▶ **Teks yang Disediakan**:
--*--
Ketika Seniman Bersuara

DeTAK UTAMA EDISI 144

Komunitas Teater Kota Palanga Raya diundang mengikuti kompetisi Teater Indonesia Piala WS Rendra di Gedung Cak Durasin, Taman Budaya Provinsi Jawa Timur, 1-8 November 2010. Telah lama pula mereka melakukan latihan siang maupun malam. Sayangnya, semangat yang kini menyala bisa saja memudar sewaktu-waktu.
Untuk memberangkatkan sekitar 10 seniman saja, mereka mesti pontang panting mencari dukungan dana.Belum lagi keberadaan mereka disana selama mengikuti kompetisi. Jangankan kepastian, bayangan memperoleh bantuan sepertinya tak berbekas.
Padahal, yang diwakili nama daerah. Komunitas Kota Palangka Raya akan tampil pada 7 November 2010.
Ini kenyataan yang telanjang di depan mata, bahwa betapa sulitnya dukungan dana bagi kegiatan berkesenian. Tak salah memang, bila para seniman melulu mengeluhkan persoalan klasik itu.
--*--
▶ **Daftar Data**:
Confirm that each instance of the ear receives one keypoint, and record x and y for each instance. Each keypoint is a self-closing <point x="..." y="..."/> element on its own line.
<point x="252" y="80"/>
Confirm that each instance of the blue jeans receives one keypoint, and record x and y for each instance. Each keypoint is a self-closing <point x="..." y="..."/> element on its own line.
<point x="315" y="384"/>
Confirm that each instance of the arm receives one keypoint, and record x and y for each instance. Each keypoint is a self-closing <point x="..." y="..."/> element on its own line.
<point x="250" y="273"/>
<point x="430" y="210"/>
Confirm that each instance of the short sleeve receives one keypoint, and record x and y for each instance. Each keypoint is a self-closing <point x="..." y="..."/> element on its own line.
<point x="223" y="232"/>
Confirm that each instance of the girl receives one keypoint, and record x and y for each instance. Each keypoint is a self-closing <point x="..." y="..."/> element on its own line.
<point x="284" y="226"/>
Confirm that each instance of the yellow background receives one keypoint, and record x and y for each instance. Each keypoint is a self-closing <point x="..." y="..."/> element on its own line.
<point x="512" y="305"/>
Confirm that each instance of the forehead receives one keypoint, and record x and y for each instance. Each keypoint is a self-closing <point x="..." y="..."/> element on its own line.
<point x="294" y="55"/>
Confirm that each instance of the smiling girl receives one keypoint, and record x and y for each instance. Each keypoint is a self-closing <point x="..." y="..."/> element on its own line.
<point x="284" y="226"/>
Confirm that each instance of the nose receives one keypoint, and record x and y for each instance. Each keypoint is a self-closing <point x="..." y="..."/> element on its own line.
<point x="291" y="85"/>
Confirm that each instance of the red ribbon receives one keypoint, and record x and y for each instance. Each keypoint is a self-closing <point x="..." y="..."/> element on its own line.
--*--
▶ **Tugas yang Dikerjakan**:
A. Tuliskan setiap kalimat dalam paragraf teks tentang komunitas teater yang diawali dengan kata "Komunitas Teater Kota Palanga Raya diundang".
B. Salin kembali bagian teks tentang komunitas teater mulai dari "Padahal, yang diwakili" sampai dengan "persoalan klasik itu.", termasuk kedua bagian tersebut.
Jadikan teks di atas satu-satunya sumber dalam mengerjakan tugas.

▶ **Jawaban yang Diharapkan**:
A.
1. Komunitas Teater Kota Palanga Raya diundang mengikuti kompetisi Teater Indonesia Piala WS Rendra di Gedung Cak Durasin, Taman Budaya Provinsi Jawa Timur, 1-8 November 2010.
2. Telah lama pula mereka melakukan latihan siang maupun malam.
3. Sayangnya, semangat yang kini menyala bisa saja memudar sewaktu-waktu.

B.
Padahal, yang diwakili nama daerah. Komunitas Kota Palangka Raya akan tampil pada 7 November 2010.
Ini kenyataan yang telanjang di depan mata, bahwa betapa sulitnya dukungan dana bagi kegiatan berkesenian. Tak salah memang, bila para seniman melulu mengeluhkan persoalan klasik itu.